# best drawing software?



## static_boom

I'm looking for some software which can draw like it would be on pencil and paper so far I've heard about sketchbook pro,corel DRAW and pixara's twisted brush, what would you guys suggest I could use? and photoshop isn't an option for me, it just doesn't feel right drawing because he likes are too clean.


----------



## kristy85

How about Open Canvas and the Gimp?


----------



## RLewisH

Photoshop can be used. You just need to use a different brush, and consider a small tablet such as the Wacom Bamboo.


----------



## smellypunks

Photoshop has added natural brushes to CS5 I have not worked with them but they look quite good. Yes you will need a tablet, does not have to be Wacom, Trust are good and also a bit cheaper.


----------



## ShyGoblin

There's a free tiny incoming jewell : My paint mypaint.intilinux.com

...its stroke settings control is amazing, rarely so many settings for a ink stroke in other softwares.

Items from a data source
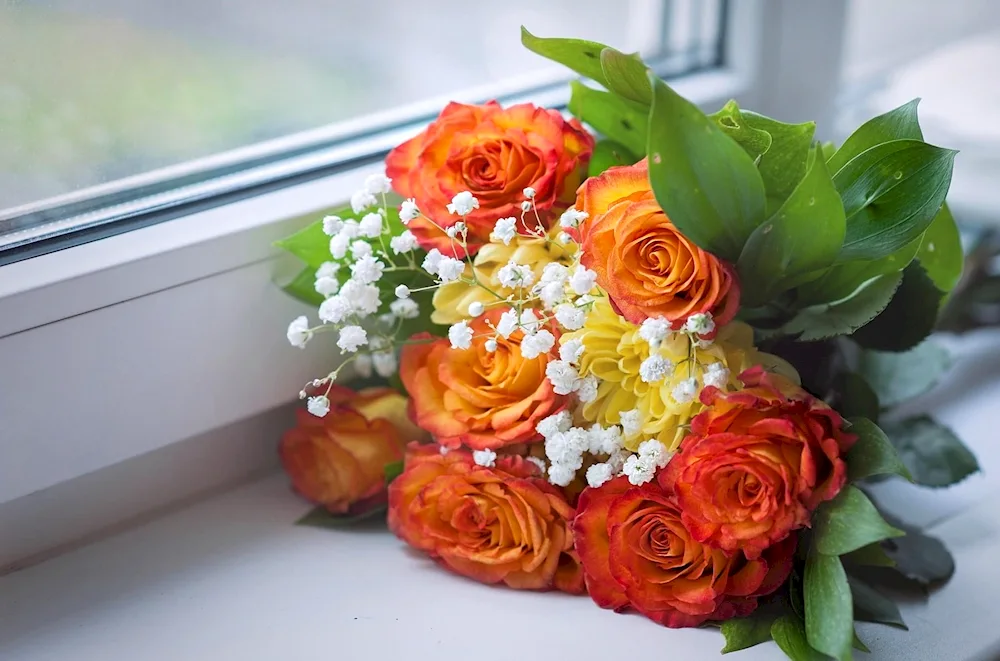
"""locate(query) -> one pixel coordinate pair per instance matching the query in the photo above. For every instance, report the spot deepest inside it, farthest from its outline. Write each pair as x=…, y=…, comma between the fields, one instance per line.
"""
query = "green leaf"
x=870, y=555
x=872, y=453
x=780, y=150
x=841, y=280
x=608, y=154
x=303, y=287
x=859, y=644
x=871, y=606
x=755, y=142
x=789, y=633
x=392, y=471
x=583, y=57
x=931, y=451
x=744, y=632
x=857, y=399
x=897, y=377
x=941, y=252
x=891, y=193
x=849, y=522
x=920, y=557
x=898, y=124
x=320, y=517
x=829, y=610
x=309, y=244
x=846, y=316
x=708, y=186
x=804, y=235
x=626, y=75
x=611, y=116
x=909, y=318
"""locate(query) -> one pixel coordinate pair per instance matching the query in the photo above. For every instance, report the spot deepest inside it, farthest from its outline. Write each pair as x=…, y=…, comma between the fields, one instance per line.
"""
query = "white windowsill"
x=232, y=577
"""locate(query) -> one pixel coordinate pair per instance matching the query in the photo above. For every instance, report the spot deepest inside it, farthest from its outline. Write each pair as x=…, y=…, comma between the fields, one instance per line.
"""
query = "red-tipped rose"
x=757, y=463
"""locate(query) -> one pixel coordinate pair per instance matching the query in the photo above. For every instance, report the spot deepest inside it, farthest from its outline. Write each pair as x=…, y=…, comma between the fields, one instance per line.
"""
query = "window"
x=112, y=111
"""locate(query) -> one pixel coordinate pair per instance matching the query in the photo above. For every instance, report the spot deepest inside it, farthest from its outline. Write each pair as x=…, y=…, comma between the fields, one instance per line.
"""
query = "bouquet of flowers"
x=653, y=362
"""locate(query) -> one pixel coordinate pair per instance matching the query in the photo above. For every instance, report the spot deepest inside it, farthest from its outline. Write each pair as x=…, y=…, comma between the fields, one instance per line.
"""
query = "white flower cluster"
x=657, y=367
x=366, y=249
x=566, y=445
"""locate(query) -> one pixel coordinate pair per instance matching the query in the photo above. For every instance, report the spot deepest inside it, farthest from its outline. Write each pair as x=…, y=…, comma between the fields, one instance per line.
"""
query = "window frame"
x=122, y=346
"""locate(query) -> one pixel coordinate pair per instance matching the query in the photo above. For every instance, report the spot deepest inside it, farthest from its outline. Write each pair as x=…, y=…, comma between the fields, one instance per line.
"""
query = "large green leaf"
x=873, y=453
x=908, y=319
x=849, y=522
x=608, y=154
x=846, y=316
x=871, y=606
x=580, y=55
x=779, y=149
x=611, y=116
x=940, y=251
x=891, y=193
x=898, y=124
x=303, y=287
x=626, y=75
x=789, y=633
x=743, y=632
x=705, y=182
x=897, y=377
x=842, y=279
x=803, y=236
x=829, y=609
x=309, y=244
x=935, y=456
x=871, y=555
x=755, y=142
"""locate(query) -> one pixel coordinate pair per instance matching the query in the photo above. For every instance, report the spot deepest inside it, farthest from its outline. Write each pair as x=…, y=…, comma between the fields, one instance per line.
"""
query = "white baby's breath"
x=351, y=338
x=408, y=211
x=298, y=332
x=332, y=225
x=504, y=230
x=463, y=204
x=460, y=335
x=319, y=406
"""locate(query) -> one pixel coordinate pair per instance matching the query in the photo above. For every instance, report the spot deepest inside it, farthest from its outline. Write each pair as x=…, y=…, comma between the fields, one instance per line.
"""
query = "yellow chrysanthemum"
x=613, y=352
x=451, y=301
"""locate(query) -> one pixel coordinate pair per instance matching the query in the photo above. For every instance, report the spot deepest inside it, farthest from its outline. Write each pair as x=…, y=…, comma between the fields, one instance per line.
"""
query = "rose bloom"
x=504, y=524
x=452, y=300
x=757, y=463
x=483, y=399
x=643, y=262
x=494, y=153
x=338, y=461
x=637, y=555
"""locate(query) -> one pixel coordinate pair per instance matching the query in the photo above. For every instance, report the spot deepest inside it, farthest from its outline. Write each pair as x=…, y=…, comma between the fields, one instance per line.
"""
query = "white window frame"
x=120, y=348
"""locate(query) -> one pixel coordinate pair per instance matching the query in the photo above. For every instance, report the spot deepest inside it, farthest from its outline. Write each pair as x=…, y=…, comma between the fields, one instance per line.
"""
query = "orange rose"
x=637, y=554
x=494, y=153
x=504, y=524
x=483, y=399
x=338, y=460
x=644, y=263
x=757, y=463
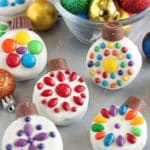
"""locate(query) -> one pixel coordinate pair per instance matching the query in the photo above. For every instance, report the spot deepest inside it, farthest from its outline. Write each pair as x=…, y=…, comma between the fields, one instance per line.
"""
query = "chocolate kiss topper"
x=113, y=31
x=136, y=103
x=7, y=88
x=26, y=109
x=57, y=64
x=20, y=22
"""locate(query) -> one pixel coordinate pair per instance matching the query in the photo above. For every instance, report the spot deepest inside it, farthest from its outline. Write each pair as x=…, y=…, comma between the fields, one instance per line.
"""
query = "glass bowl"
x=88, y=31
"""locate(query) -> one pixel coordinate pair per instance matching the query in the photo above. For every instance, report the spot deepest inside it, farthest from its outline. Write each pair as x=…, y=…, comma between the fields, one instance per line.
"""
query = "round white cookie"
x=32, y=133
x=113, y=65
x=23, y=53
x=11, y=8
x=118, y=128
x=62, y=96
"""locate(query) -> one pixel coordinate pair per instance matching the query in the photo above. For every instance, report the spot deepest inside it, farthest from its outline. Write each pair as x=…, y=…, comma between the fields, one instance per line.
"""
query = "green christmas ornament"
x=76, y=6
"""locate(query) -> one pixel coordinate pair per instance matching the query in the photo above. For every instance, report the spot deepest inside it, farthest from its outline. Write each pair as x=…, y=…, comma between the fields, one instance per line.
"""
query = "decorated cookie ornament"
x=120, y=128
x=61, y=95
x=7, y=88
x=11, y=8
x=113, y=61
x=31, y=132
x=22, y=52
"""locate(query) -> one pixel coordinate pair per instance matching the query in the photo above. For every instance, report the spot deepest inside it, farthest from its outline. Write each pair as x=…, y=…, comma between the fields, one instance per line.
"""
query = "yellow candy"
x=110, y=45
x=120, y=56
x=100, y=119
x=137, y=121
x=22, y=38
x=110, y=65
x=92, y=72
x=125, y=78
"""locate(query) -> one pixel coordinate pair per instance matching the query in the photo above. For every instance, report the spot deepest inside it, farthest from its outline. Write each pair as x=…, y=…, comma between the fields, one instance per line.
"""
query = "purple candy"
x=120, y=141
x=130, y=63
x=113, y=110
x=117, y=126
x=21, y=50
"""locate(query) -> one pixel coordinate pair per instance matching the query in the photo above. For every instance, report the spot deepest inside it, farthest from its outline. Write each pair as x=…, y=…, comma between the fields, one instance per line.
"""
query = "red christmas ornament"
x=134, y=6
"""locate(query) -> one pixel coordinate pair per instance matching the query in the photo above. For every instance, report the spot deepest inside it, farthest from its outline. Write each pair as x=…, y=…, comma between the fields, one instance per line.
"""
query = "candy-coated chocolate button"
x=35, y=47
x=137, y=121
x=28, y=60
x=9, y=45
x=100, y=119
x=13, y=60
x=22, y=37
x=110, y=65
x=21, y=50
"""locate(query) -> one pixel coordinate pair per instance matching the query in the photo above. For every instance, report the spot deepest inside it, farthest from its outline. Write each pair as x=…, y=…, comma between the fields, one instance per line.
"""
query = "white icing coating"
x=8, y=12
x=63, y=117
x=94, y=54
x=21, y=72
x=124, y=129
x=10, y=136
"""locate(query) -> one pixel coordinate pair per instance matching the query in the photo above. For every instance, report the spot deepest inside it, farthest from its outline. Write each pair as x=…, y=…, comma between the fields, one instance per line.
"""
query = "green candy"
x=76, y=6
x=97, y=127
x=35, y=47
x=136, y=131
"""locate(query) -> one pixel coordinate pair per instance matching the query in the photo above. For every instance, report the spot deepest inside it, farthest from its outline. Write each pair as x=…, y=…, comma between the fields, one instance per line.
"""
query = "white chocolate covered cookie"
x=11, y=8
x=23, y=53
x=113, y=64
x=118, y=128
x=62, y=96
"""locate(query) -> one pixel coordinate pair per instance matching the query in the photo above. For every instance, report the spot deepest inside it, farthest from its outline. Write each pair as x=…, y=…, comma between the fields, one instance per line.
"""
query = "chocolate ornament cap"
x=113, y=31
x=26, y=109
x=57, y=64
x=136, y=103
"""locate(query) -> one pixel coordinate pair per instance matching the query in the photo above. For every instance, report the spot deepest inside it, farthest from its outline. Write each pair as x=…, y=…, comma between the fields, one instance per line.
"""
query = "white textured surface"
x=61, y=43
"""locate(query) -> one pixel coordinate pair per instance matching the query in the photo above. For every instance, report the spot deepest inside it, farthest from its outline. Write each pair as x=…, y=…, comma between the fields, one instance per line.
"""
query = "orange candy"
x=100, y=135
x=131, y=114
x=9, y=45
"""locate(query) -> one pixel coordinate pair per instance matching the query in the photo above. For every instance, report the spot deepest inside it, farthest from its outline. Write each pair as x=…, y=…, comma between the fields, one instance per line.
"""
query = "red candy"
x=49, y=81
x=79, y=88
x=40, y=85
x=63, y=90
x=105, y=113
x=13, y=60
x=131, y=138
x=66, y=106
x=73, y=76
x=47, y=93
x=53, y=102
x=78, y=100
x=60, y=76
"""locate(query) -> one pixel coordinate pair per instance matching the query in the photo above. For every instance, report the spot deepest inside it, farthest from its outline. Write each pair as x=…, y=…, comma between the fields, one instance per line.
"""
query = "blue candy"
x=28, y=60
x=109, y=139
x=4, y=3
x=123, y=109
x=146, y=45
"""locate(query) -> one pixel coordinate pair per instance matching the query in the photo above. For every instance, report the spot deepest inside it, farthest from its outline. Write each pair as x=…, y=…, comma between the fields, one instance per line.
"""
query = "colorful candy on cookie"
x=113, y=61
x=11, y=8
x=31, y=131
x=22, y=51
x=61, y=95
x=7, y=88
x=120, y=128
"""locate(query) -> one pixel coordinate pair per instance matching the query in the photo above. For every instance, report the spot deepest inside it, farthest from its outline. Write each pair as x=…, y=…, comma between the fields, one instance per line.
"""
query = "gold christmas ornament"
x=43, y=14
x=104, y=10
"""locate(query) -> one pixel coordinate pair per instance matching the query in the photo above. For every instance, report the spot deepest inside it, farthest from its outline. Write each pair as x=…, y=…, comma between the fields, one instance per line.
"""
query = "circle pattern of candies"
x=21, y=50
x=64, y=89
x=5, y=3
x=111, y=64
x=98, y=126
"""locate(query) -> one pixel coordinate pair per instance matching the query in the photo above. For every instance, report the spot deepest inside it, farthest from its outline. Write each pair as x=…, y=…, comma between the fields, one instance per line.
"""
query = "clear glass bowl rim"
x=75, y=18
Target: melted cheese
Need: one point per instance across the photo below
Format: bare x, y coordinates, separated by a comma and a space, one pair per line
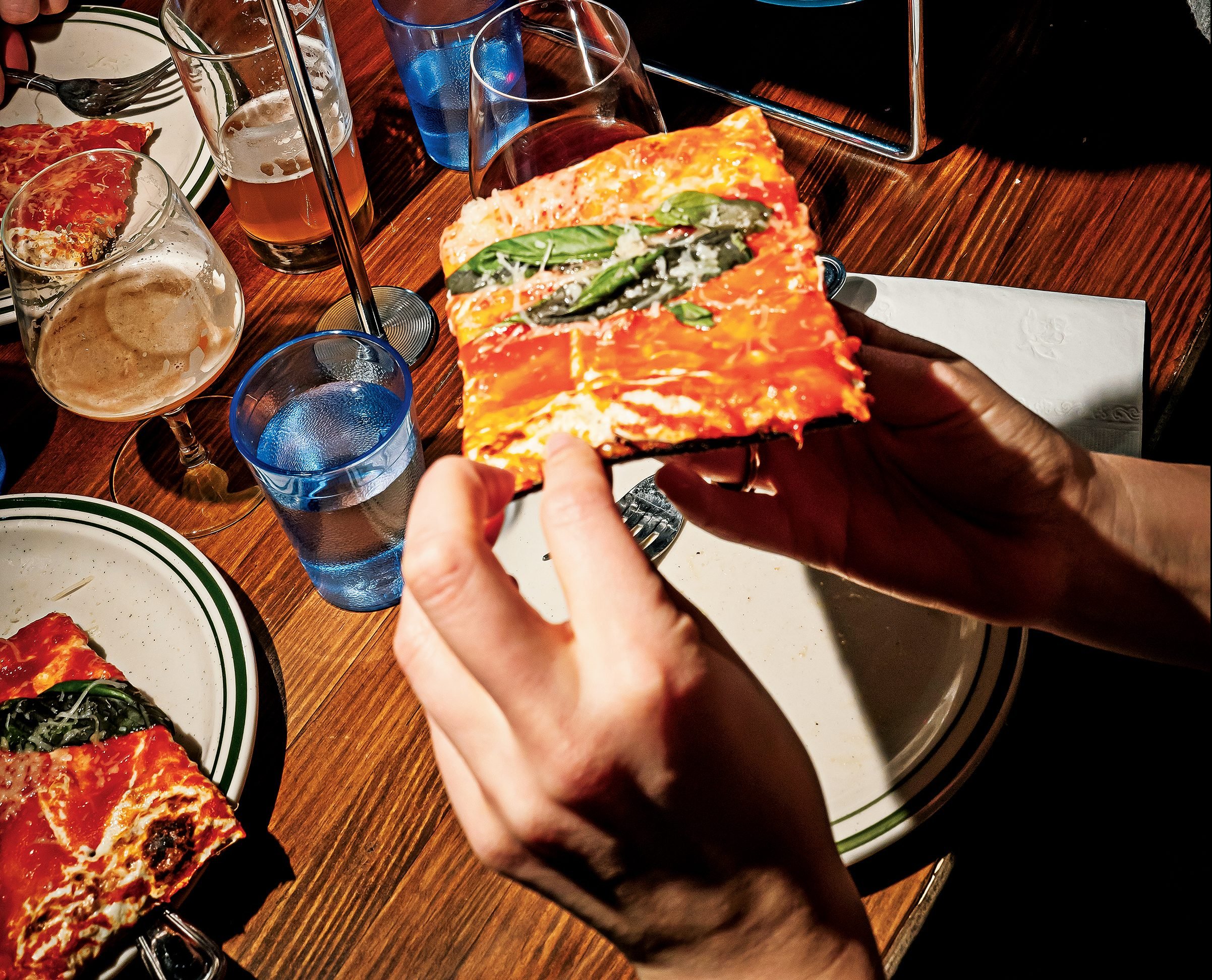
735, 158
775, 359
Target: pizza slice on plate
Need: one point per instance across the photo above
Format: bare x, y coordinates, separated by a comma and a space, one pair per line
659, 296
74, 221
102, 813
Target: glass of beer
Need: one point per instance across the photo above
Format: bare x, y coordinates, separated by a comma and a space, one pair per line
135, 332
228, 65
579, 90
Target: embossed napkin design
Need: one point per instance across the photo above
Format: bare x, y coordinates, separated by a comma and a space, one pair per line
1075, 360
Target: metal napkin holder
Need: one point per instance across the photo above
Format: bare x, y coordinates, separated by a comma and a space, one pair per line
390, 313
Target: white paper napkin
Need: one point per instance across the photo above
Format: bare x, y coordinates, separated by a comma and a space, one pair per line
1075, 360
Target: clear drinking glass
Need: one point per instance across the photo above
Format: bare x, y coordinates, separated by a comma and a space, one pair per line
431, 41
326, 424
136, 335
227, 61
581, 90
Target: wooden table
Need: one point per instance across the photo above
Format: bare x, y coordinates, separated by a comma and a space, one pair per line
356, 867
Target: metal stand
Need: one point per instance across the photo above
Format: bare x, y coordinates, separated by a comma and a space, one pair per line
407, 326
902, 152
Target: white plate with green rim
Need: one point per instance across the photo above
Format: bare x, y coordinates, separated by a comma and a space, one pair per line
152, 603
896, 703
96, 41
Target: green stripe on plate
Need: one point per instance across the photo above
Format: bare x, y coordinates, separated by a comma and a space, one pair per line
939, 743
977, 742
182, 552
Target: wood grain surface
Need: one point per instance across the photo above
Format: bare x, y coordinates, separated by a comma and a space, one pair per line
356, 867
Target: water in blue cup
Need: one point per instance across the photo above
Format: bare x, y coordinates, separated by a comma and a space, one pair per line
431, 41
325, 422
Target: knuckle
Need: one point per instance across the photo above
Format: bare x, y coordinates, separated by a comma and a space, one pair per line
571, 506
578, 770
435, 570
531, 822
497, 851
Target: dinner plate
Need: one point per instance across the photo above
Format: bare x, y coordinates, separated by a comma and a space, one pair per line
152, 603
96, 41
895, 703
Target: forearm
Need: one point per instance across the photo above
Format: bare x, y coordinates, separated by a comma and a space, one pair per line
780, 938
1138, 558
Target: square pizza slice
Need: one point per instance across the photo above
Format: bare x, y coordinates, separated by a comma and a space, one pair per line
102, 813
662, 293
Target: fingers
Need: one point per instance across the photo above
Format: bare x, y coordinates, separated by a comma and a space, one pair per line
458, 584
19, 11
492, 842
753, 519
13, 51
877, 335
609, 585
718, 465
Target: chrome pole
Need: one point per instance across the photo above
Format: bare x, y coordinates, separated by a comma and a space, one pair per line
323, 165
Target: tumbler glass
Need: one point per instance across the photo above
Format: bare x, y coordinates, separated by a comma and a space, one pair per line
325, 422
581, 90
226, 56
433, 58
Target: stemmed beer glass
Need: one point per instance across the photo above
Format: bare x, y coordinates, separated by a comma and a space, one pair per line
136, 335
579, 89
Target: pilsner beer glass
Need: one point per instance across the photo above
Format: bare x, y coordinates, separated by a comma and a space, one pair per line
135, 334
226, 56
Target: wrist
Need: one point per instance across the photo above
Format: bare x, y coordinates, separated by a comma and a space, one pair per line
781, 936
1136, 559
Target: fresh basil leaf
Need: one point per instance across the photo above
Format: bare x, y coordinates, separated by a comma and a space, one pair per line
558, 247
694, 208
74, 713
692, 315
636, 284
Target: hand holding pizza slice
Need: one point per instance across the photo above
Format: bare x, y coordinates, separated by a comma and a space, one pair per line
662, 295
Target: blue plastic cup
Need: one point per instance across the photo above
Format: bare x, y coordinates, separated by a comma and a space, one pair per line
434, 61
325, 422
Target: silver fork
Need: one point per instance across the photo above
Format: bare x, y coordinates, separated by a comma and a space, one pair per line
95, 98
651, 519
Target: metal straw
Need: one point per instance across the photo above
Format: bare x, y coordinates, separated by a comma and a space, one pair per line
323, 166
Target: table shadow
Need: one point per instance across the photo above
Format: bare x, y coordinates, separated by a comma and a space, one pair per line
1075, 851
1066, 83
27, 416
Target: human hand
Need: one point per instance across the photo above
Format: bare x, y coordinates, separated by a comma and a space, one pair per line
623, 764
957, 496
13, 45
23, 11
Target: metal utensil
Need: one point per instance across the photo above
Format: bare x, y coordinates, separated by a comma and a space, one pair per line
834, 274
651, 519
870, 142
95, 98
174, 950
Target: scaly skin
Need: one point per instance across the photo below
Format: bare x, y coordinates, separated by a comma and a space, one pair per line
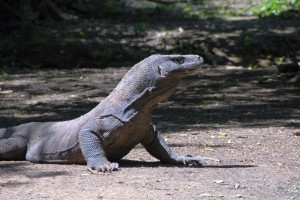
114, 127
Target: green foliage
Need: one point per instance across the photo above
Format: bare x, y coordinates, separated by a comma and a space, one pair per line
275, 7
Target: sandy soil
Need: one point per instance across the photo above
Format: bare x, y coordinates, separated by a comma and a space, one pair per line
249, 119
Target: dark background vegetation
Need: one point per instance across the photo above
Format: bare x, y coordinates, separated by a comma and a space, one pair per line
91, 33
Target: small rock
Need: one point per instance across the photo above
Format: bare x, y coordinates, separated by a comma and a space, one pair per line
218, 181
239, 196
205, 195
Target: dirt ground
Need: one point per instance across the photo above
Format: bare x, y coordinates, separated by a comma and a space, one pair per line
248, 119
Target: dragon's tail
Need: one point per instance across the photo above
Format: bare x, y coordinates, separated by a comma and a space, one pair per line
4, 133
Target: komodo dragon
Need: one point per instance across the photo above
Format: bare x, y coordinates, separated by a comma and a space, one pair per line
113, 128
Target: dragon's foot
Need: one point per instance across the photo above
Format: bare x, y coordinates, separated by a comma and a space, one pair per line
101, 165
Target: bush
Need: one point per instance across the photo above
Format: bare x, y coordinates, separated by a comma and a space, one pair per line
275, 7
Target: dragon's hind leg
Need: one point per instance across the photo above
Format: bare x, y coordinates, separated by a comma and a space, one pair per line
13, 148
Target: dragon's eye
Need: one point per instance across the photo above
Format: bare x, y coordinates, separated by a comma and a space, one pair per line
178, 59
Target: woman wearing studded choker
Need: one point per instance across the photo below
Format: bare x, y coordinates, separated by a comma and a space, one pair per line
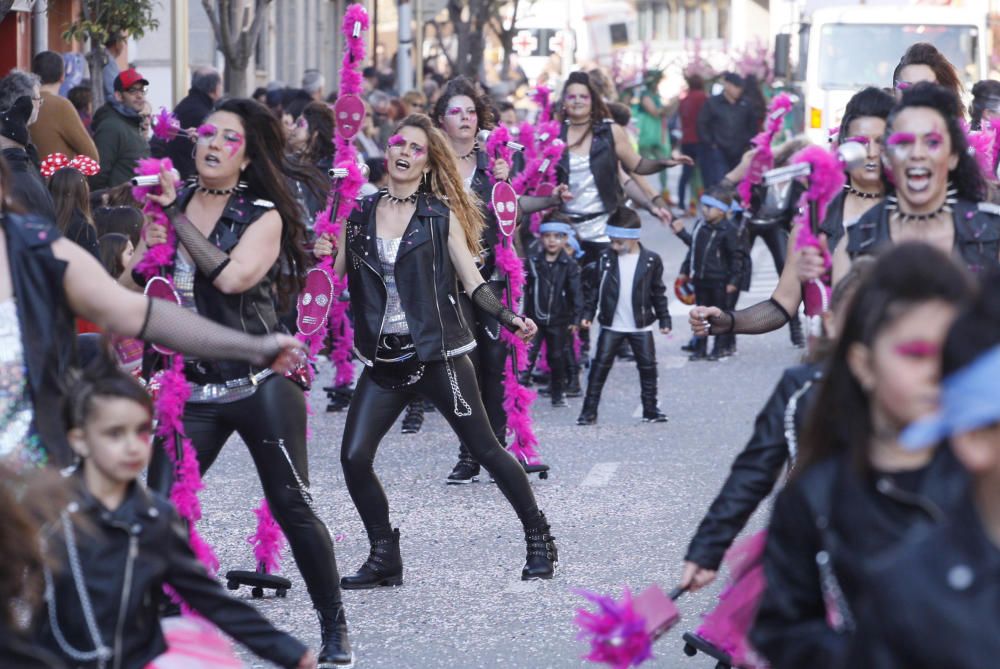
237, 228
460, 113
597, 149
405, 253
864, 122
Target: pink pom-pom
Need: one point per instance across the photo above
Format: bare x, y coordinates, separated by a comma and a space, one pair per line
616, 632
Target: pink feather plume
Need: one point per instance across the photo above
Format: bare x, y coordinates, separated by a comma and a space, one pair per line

== WHAT IS ASKED ==
- 1) Reproduce word for word the part of the drawing software thread that begins at the words "I'm looking for" and stops after "and the Gimp?".
- 2) In the drawing software thread, which tablet brand is described as good and a bit cheaper than Wacom?
- 3) Continue the drawing software thread past its final post.
These items are separate from the drawing software thread.

== EXPECTED RESULTS ==
- 1)
I'm looking for some software which can draw like it would be on pencil and paper so far I've heard about sketchbook pro,corel DRAW and pixara's twisted brush, what would you guys suggest I could use? and photoshop isn't an option for me, it just doesn't feel right drawing because he likes are too clean.


----------



## kristy85

How about Open Canvas and the Gimp?

- 2) Trust

- 3)
Art Rage www.artrage.com will provide a very natural feeling of traditional brushes, etc, but I see better SketchBook Pro, for ink drawing (or even MyPaint)

Open Canvas is pretty nice too. 

I would recommend any of these 3. It depends also on which are your plans with the software. 
You have also getpaint.net , if you need some basic image editing operation to complete the workflow and don't want to use Photoshop. 

I do use it, Photoshop, a lot, at work...
For inking I prefer the others.

Edit: BTW, Painter is very good, too.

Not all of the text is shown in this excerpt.